_DIRECTIONS_
Copy every entry precisely.

_DATASET ENTRIES_
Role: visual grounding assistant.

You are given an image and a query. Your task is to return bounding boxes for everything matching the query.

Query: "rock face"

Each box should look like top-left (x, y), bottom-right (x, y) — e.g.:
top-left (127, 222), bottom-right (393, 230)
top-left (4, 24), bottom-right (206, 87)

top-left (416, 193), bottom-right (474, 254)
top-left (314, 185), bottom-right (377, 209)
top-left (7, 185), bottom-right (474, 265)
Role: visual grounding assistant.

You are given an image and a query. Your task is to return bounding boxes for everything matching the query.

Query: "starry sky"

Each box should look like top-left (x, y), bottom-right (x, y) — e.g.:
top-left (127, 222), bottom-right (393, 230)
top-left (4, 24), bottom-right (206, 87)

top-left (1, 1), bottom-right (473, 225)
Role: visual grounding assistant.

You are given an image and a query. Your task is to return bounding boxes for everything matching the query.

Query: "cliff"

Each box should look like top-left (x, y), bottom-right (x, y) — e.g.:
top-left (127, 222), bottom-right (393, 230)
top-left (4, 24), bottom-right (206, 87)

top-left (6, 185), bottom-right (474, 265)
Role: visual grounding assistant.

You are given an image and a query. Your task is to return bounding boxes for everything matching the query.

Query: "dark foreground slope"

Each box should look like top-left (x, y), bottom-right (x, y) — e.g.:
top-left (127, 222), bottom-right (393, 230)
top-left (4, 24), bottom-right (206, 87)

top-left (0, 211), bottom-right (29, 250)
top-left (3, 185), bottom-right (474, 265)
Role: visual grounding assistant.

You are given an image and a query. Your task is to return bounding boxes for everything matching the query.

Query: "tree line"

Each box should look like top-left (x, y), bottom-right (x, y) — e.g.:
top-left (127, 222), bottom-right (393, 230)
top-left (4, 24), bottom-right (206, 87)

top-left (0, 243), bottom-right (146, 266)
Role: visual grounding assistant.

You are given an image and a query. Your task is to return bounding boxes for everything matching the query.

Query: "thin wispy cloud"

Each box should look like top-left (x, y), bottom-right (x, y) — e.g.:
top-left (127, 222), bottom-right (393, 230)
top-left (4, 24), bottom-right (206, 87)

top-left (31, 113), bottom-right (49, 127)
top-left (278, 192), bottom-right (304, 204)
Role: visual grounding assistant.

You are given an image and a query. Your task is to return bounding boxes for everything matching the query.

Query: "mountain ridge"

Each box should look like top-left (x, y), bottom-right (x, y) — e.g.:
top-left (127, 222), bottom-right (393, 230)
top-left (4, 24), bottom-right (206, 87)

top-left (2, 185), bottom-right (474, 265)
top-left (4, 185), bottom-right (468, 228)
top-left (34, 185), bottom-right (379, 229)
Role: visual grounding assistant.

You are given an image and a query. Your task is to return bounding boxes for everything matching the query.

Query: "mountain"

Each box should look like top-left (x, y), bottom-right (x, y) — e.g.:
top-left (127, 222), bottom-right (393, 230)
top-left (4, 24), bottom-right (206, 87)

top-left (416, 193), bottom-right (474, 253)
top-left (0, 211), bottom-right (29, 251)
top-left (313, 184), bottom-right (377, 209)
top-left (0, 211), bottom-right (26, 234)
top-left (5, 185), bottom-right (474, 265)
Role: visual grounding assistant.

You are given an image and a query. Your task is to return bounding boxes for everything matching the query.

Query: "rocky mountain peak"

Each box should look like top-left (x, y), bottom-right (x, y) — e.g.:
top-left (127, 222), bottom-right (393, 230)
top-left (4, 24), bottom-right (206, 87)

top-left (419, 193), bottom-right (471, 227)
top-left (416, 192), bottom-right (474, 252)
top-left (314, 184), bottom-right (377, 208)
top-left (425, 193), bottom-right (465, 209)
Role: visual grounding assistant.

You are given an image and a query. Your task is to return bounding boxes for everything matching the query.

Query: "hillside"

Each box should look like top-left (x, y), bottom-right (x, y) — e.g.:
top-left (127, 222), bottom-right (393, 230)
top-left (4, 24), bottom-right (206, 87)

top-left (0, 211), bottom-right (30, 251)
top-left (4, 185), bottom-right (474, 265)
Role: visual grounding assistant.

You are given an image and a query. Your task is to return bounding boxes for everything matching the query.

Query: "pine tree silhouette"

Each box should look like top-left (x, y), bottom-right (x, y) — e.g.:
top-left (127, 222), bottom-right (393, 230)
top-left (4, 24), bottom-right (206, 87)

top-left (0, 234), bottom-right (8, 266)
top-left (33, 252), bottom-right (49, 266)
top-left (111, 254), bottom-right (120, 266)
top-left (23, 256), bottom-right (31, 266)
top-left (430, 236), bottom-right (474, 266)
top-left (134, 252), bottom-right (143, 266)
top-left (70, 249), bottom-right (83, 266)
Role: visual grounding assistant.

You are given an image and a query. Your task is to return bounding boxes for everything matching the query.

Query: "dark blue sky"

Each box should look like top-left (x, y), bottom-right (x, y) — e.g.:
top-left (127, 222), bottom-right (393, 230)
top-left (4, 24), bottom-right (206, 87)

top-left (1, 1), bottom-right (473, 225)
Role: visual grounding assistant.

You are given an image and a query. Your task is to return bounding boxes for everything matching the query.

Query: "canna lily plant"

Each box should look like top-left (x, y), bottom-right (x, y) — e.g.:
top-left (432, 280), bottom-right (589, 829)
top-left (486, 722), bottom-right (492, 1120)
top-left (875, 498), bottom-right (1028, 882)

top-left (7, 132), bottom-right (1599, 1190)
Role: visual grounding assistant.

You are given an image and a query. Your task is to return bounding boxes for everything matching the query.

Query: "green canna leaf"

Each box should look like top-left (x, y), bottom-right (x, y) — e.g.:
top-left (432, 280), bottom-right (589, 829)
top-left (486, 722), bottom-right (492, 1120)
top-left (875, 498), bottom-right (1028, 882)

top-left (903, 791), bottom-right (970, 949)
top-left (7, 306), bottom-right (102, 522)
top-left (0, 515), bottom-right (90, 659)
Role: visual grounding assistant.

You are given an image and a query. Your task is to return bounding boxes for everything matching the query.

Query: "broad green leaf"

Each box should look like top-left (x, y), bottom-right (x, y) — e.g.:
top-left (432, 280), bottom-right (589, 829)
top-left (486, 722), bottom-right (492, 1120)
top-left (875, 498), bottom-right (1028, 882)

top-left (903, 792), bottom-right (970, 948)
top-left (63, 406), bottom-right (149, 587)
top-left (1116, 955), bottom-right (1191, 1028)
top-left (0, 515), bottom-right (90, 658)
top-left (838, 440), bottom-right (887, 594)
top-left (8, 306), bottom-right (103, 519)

_EXPECTED ANSWER_
Role: visual grounding assistant.

You are given an image and a query. Your task is to return bounding boxes for everything matching the query.

Query: "rock face"

Each box should look like top-left (x, y), bottom-right (x, y) — e.g.:
top-left (127, 222), bottom-right (393, 230)
top-left (4, 24), bottom-right (206, 87)

top-left (416, 193), bottom-right (474, 254)
top-left (314, 185), bottom-right (377, 209)
top-left (7, 185), bottom-right (474, 265)
Role: visual grounding assistant.

You are given an image and a query. Your task is to return bounding boxes for everything matching the query.

Query: "starry sky"

Each box should look like top-left (x, y), bottom-right (x, y) — e.g.:
top-left (127, 222), bottom-right (393, 230)
top-left (4, 24), bottom-right (206, 87)

top-left (1, 1), bottom-right (473, 225)
Role: visual grounding assistant.

You are given an image and a query. Your task is to return bounding boxes for everything matching the query.

Query: "cliff"

Each box should look like top-left (x, y), bottom-right (x, y) — e.g.:
top-left (127, 222), bottom-right (393, 230)
top-left (4, 24), bottom-right (206, 87)

top-left (6, 185), bottom-right (474, 265)
Role: visual grounding assistant.

You are given an image and a query. Your task is to return bounding boxes for everything matching the query.

Query: "dark foreground slope"

Each box should look like top-left (x, y), bottom-right (x, y) — e.g.:
top-left (127, 222), bottom-right (393, 230)
top-left (4, 24), bottom-right (206, 87)

top-left (0, 211), bottom-right (29, 250)
top-left (3, 185), bottom-right (474, 265)
Role: visual grounding assistant.

You are given an image and a query. Your task is to return bounding boxes for everything matching the query.

Query: "tree line"

Each box should look like top-left (x, y), bottom-right (x, y) — e.g.:
top-left (127, 222), bottom-right (393, 230)
top-left (4, 24), bottom-right (206, 87)

top-left (0, 243), bottom-right (146, 266)
Role: visual grounding assistant.

You are given an image and a query. Your task is to return bounding boxes for everything matching the query.

Query: "thin wispy cloud"

Each box should look like top-left (x, y), bottom-right (x, y) — e.g.:
top-left (127, 222), bottom-right (393, 230)
top-left (4, 24), bottom-right (206, 87)

top-left (31, 113), bottom-right (49, 127)
top-left (278, 192), bottom-right (304, 204)
Role: visual grounding assistant.

You are given an image and a query. Your task is to return bounding boxes for everything matching the query.

Query: "mountain ridge"

Each box should look like top-left (x, y), bottom-right (x, y) — e.g.:
top-left (127, 222), bottom-right (393, 230)
top-left (4, 24), bottom-right (206, 87)

top-left (2, 185), bottom-right (474, 265)
top-left (4, 185), bottom-right (468, 228)
top-left (34, 185), bottom-right (379, 229)
Role: visual grounding assistant.

You are given an image and a query. Your task is to return bounding boxes for everything matching the query.

Query: "mountain"

Each box should look like top-left (x, y), bottom-right (x, y) — e.g.:
top-left (127, 222), bottom-right (393, 230)
top-left (4, 24), bottom-right (206, 87)

top-left (416, 193), bottom-right (474, 253)
top-left (0, 211), bottom-right (29, 251)
top-left (313, 184), bottom-right (377, 209)
top-left (0, 211), bottom-right (26, 234)
top-left (5, 185), bottom-right (474, 265)
Role: visual grounding assistant.

You are given an image and a query. Your task is to return bounding boxes for everything matching the query.

Query: "rocky mountain peak"

Each box should look like top-left (x, y), bottom-right (x, y) — e.g.:
top-left (127, 222), bottom-right (393, 230)
top-left (4, 24), bottom-right (206, 87)

top-left (419, 193), bottom-right (471, 227)
top-left (416, 192), bottom-right (474, 252)
top-left (314, 184), bottom-right (377, 208)
top-left (425, 193), bottom-right (465, 209)
Role: visual grounding assistant.

You are given an image and a query. Your task is to return bounding boxes for everything matching the query.

Query: "hillside"

Each box should look like top-left (x, y), bottom-right (x, y) — e.g.:
top-left (127, 222), bottom-right (393, 230)
top-left (4, 24), bottom-right (206, 87)

top-left (0, 211), bottom-right (30, 251)
top-left (4, 185), bottom-right (474, 265)
Role: visual grounding assistant.

You are given an image and a query. Your task is to return bounding boxes for everything matching the query.

Query: "pine tree silhouette"

Each box should look like top-left (x, y), bottom-right (x, y) — e.g.:
top-left (127, 222), bottom-right (393, 230)
top-left (4, 24), bottom-right (206, 87)

top-left (0, 234), bottom-right (8, 266)
top-left (33, 252), bottom-right (49, 266)
top-left (111, 254), bottom-right (120, 266)
top-left (23, 256), bottom-right (31, 266)
top-left (430, 236), bottom-right (474, 266)
top-left (134, 252), bottom-right (143, 266)
top-left (70, 249), bottom-right (83, 266)
Role: visual grounding assistant.

You are given an image and a query. Your task is to return bounding boxes for everything matching the query.

Query: "dark blue sky"

Each box should look like top-left (x, y), bottom-right (x, y) — e.g.:
top-left (127, 222), bottom-right (393, 230)
top-left (4, 24), bottom-right (206, 87)

top-left (1, 1), bottom-right (473, 225)
Role: visual grounding assistant.

You are given an image and a query. Your task is to return bounding boxes for everything matching the query.

Query: "canna lily plant"

Each box should look like top-left (x, y), bottom-right (x, y) — e.g.:
top-left (432, 280), bottom-right (589, 829)
top-left (486, 722), bottom-right (492, 1120)
top-left (875, 498), bottom-right (1028, 882)

top-left (7, 132), bottom-right (1599, 1190)
Role: visual grounding assistant.

You are given an image and a query. Your task is to return bounding boxes for everything matching the query.

Query: "green canna leaf"

Each box should look like top-left (x, y), bottom-right (x, y) — e.g.:
top-left (432, 280), bottom-right (589, 829)
top-left (486, 722), bottom-right (492, 1120)
top-left (875, 498), bottom-right (1028, 882)

top-left (903, 791), bottom-right (970, 949)
top-left (7, 306), bottom-right (102, 522)
top-left (0, 515), bottom-right (90, 659)
Role: visual grounding assistant.

You are given an image and a query. Your task is to return bounding boxes for everything matching the query.

Query: "broad green leaf"

Each box should look like top-left (x, y), bottom-right (x, y) — e.g.:
top-left (432, 280), bottom-right (589, 829)
top-left (486, 722), bottom-right (492, 1120)
top-left (875, 498), bottom-right (1028, 882)

top-left (903, 792), bottom-right (970, 948)
top-left (63, 406), bottom-right (149, 587)
top-left (1116, 955), bottom-right (1191, 1028)
top-left (0, 515), bottom-right (90, 658)
top-left (838, 440), bottom-right (887, 594)
top-left (8, 306), bottom-right (103, 519)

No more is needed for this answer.